Document excerpt ▸
My Counsellor asked me recently “in the face of everything you’ve lived through, are living through, how did you turn out such a balanced, stable adult who grabs each day by the scruff of the neck and shakes the life out it?” Good question 😉
My Mum has been unhappy her entire adult life. Her Mum was also unhappy her entire adult life. And, if I’d had the chance to know her, maybe her Mum was also unhappy. Depression runs in the very DNA of the women in my family and having grown up amongst that I was determined that I was not going to succumb to the misery gene.
At the age of 18, I recognized that I was clinically depressed and in truth had been clinically depressed from about the age of 12. Trust me when I say I know how it feels to wake every day and wish you were dead because the emotional pain of living is too much to deal with. However, I couldn’t imagine going through my whole life waking each morning with a boulder the size of Colorado in my stomach and not knowing how I was going to get through the day, so I promised myself I wouldn’t.

Given information ▸
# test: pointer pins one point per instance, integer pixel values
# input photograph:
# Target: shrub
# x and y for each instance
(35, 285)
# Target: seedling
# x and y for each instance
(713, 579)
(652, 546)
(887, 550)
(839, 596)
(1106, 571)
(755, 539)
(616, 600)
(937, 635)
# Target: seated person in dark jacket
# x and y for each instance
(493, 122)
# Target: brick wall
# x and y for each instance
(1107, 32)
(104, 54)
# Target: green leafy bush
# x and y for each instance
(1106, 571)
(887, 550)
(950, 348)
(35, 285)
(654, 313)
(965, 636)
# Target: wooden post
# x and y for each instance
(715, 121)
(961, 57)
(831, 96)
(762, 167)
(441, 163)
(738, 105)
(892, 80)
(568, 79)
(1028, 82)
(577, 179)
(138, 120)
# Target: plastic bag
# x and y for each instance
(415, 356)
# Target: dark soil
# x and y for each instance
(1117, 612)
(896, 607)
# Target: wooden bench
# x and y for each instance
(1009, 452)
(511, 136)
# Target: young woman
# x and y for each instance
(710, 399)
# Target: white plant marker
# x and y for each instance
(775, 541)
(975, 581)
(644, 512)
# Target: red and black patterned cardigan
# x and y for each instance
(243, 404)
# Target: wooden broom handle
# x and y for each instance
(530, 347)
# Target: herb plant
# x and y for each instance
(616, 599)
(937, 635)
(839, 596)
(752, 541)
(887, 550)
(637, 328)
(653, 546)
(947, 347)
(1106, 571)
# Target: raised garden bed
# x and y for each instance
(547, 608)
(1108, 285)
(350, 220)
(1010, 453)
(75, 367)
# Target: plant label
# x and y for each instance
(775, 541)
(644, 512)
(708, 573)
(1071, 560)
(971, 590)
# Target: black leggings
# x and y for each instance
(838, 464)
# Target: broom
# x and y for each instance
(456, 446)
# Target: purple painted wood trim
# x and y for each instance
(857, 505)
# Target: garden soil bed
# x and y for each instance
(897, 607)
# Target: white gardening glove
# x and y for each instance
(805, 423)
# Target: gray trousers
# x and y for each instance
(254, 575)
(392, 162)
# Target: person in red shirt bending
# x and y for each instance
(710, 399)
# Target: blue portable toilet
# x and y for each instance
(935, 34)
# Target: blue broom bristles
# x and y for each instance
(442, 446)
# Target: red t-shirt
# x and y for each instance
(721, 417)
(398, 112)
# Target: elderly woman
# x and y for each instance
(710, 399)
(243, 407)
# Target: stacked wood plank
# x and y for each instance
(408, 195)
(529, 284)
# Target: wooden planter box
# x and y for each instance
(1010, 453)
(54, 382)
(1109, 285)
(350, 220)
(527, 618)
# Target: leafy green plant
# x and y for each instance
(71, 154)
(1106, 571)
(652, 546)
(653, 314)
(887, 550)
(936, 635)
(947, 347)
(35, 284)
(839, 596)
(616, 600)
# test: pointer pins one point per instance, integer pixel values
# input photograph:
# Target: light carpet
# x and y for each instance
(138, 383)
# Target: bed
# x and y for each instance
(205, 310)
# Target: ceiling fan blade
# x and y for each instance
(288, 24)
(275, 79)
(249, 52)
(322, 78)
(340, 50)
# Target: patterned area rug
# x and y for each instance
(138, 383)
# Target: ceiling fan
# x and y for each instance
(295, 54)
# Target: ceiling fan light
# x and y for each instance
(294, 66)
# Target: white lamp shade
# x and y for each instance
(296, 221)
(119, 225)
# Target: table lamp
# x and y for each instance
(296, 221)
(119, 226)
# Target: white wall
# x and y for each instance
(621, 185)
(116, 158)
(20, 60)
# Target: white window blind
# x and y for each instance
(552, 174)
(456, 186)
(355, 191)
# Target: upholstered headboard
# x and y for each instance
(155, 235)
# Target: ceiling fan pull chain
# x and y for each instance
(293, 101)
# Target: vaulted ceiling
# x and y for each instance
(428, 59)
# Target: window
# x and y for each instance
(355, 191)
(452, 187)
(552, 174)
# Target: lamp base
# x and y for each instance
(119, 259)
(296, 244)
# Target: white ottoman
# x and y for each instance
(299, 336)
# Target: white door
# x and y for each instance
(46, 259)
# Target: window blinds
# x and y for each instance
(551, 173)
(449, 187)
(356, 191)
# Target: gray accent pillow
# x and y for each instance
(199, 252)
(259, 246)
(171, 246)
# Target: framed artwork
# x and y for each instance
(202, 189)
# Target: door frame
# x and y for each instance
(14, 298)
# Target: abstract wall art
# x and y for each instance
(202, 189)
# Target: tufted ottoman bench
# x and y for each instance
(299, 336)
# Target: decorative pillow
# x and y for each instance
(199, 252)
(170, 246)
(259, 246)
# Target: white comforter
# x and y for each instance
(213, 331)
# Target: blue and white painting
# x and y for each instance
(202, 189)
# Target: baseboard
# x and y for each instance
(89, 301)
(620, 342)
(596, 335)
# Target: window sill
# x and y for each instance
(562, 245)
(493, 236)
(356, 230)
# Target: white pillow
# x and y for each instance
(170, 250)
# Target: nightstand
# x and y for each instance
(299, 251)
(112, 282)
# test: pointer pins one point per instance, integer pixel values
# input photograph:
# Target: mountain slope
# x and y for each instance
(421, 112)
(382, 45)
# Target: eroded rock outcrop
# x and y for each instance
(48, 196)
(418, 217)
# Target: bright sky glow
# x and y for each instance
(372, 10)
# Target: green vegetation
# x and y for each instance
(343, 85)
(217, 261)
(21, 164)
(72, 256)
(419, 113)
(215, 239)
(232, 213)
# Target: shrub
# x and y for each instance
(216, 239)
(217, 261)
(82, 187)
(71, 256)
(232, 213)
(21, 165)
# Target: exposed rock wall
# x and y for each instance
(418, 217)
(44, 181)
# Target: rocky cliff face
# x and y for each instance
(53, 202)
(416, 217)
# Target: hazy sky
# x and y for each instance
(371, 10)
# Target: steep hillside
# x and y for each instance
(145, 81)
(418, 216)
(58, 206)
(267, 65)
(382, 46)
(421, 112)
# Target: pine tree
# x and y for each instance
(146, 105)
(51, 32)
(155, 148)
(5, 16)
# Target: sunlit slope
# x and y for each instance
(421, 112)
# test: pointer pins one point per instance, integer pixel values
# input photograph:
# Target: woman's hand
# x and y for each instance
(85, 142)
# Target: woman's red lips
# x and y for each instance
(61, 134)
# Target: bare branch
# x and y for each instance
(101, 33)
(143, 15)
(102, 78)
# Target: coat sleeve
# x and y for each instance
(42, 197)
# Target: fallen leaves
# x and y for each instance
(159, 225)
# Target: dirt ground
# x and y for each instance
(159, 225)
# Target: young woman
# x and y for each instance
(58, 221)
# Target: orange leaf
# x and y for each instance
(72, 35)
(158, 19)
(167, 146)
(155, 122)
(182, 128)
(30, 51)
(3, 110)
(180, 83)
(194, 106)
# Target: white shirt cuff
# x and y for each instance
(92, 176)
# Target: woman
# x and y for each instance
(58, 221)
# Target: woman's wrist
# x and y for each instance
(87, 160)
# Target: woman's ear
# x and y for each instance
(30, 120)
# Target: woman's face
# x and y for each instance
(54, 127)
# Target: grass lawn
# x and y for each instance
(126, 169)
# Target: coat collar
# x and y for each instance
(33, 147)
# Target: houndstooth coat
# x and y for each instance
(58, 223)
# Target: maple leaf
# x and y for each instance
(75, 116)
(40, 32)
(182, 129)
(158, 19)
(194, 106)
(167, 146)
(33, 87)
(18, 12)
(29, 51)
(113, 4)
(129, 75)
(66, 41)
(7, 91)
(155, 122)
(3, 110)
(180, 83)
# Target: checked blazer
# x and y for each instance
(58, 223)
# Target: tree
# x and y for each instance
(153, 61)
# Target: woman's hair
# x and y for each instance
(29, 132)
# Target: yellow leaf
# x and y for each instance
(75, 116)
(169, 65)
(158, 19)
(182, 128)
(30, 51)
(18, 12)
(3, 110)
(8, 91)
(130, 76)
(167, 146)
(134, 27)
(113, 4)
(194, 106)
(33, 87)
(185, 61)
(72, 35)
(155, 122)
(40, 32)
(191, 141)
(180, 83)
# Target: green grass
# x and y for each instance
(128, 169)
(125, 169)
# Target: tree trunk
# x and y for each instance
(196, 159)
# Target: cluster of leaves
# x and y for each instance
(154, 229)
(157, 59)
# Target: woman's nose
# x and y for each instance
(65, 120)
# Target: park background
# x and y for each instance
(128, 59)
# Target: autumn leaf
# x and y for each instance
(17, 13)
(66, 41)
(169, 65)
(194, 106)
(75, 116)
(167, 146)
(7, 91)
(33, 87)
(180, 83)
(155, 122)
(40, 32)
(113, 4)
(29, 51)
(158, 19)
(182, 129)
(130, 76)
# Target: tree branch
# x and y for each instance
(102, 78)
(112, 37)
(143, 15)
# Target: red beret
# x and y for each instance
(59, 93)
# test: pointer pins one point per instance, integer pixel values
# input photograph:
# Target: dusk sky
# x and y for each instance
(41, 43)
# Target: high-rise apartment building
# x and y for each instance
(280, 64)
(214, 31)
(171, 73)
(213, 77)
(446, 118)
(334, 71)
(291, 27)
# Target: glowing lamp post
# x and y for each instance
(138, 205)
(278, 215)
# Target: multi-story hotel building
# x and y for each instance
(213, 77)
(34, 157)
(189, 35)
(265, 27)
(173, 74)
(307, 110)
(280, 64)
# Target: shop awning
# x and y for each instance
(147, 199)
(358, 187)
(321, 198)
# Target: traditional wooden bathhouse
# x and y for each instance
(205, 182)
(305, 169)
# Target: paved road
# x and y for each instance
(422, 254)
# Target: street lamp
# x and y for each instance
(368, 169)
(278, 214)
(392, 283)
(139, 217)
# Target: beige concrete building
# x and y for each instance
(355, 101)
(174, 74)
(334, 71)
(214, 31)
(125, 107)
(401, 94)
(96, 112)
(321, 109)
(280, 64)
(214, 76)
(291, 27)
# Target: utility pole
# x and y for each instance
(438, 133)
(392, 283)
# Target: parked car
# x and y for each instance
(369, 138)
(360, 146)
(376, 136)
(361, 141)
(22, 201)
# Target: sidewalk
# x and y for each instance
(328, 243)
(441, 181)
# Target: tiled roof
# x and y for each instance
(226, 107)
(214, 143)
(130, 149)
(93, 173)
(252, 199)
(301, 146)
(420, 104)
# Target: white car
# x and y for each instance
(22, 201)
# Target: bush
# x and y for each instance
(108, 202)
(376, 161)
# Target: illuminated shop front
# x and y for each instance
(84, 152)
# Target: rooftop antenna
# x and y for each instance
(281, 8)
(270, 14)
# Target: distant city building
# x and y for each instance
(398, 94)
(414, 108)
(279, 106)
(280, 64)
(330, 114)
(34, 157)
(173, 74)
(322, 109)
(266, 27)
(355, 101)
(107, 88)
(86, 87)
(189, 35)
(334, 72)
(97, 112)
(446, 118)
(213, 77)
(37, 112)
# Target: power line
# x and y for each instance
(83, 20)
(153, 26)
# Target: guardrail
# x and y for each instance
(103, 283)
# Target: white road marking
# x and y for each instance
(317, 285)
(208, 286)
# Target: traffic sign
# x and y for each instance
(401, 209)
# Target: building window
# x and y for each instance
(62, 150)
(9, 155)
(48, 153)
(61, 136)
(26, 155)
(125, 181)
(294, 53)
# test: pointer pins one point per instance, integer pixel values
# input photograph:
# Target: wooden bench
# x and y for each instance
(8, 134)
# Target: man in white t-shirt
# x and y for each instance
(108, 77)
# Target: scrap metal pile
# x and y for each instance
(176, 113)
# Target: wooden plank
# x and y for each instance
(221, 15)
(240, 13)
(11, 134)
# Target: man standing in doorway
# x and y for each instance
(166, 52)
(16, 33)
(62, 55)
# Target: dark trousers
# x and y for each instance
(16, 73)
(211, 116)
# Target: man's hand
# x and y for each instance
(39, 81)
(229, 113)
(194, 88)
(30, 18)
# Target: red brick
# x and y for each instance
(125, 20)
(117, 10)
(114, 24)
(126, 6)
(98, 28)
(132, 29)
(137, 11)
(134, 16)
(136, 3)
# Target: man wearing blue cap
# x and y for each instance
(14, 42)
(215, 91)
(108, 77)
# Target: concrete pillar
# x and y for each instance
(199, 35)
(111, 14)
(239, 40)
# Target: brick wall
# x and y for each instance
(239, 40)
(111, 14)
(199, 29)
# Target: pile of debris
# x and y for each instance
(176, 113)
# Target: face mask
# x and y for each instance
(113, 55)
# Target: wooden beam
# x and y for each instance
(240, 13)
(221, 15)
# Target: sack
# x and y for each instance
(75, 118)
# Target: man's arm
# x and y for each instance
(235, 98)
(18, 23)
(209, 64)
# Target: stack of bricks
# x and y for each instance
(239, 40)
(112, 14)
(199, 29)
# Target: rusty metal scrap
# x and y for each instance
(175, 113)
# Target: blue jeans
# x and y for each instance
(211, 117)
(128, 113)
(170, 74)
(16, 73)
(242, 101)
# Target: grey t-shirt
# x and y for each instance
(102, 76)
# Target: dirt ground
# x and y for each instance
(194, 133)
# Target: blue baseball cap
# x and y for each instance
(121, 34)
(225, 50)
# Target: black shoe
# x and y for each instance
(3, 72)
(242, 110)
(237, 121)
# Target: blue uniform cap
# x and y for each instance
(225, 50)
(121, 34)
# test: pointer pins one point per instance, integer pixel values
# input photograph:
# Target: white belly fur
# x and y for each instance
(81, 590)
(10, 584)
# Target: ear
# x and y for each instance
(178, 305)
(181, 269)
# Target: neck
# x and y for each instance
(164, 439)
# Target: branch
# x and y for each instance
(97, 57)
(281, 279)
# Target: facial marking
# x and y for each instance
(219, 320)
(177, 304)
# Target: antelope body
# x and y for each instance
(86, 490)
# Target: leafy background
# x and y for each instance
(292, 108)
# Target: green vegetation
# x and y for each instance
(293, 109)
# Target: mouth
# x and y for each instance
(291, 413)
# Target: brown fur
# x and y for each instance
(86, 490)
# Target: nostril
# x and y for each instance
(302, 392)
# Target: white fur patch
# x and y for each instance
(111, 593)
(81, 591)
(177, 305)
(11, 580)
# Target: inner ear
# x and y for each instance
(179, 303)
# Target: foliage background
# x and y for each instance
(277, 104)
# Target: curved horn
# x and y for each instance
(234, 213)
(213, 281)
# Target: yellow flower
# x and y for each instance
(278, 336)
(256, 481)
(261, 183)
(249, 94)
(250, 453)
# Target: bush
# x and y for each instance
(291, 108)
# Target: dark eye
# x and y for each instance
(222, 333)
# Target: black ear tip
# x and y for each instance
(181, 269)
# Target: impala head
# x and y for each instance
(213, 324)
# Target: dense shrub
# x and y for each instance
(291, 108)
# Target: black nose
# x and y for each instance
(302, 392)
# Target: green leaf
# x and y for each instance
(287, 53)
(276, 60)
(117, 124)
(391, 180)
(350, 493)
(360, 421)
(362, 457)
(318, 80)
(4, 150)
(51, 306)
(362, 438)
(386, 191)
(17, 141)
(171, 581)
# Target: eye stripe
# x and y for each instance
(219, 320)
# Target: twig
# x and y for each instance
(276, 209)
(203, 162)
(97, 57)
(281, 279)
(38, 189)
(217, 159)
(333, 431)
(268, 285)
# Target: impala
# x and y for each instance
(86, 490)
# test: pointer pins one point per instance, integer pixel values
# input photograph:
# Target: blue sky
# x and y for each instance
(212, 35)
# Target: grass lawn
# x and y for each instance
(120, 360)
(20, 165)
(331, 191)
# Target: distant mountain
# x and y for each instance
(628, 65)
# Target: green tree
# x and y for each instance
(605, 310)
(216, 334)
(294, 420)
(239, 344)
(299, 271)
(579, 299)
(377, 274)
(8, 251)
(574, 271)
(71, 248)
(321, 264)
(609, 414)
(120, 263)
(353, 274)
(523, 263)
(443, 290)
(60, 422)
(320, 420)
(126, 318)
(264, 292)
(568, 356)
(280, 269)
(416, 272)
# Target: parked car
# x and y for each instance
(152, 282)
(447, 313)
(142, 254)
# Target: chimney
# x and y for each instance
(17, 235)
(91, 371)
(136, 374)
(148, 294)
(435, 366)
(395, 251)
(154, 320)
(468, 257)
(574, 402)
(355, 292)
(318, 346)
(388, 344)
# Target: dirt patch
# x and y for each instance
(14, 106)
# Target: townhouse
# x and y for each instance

Questions on the material ▸
(A) Answer these questions about the essay on family depression, one line each:
(i) Who asked the writer the question that opens the essay?
(ii) Besides the writer's Mum, who else was unhappy her entire adult life?
(iii) At what age did the writer recognize being clinically depressed?
(B) Proceed with the essay on family depression, starting after its final sentence.
The lines above were taken from a different source than the essay on family depression.

Answers to the problems ▸
(A)
(i) The writer's counselor.
(ii) The writer's Mum's Mum.
(iii) At 18.

(B)
I sat in my GP’s surgery, crying buckets and refusing to move until she’d done something to help me. I was given antidepressants and referred to a Psychologist, who I saw for nearly a year. I left home, so I didn’t have to live with my Mother’s unhappiness or my parents’ volatile relationship. I joined a dance aerobics class and loved it. I let go of some unhealthy relationships and gained some self-esteem. And slowly, slowly I started to be the person I was meant to be.
Of course, just when I had a nice life thank you very much at the age of 26 I developed M.E. and the cosy world I’d built up for myself disintegrated. It took some time, but after a few years of coming to terms with my situation I once again found some emotional peace, despite being horrendously ill and almost totally bedridden. Note I haven’t said I found joy in my situation, because who the fuck does that?! 😉
These days I might be still be sick and in pain but I can function, albeit in a limited way, and in this part of my life I have joy. I knew I’d get there eventually! My Mother annoys the bejaysus out of me and my Dad is a challenge but, although that situation is…….well, all sorts of misery……..it will not make me unhappy. Because I refuse to let it.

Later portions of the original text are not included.